*ABOUT THIS TASK*: Transcribe the stretch of entries below from the line with "Point to the snow-covered ground" through the line with "Target: gray sky", exactly and with both ends included; leave out all other lines.

Stored items from a collection
-----
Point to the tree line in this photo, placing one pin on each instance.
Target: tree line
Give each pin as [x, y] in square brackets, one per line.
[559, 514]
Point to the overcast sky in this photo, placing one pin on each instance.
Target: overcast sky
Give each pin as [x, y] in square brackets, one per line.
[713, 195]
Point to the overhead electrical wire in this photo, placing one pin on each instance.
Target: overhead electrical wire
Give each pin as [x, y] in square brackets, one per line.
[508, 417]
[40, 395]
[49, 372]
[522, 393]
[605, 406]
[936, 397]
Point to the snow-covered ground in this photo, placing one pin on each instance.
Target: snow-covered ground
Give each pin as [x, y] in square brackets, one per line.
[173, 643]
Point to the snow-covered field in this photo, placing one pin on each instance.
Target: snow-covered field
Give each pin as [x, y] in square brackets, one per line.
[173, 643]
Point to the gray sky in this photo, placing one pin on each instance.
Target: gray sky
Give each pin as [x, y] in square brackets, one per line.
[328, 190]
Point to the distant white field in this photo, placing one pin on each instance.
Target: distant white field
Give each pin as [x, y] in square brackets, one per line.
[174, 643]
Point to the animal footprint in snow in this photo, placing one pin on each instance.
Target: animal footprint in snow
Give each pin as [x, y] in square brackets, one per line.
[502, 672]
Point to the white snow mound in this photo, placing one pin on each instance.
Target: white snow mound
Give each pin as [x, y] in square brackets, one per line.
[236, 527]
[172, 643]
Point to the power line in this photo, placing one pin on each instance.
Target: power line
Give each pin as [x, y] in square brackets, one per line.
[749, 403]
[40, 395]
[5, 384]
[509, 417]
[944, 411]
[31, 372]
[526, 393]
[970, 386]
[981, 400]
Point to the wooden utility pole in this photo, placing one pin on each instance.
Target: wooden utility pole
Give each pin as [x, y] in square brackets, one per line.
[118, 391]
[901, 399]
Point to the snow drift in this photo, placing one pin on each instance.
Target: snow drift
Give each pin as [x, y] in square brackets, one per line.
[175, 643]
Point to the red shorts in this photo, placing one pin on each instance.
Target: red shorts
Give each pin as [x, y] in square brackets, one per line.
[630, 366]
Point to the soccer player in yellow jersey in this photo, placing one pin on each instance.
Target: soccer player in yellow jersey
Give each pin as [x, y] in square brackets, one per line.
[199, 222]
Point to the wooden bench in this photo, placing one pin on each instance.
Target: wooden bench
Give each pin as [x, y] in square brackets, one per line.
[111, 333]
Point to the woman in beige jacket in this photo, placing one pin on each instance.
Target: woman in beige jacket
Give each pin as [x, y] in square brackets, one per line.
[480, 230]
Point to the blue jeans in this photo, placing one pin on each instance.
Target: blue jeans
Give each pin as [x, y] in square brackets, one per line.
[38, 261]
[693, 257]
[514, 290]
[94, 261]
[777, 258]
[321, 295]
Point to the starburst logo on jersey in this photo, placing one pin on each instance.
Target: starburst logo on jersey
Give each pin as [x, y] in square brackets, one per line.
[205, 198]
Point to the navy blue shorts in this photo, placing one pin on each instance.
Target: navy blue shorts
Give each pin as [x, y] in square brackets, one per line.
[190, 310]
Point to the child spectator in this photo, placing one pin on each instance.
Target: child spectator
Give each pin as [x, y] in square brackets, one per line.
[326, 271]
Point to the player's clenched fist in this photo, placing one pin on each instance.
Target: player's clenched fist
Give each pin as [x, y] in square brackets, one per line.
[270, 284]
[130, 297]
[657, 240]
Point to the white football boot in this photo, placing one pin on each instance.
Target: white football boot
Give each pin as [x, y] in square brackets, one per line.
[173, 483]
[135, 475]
-----
*RESULT BELOW*:
Point to the snow-covered ground in this photo, placing one pin on each instance.
Target: snow-covered ground
Give each pin as [x, y] in square brackets, one per line.
[173, 643]
Point to the snow-covered field in this photo, placing one pin on each instance.
Target: snow-covered field
Give each pin as [x, y] in square brackets, one per line.
[173, 643]
Point to the gray sky in this photo, placing one pin on each instance.
Target: gray sky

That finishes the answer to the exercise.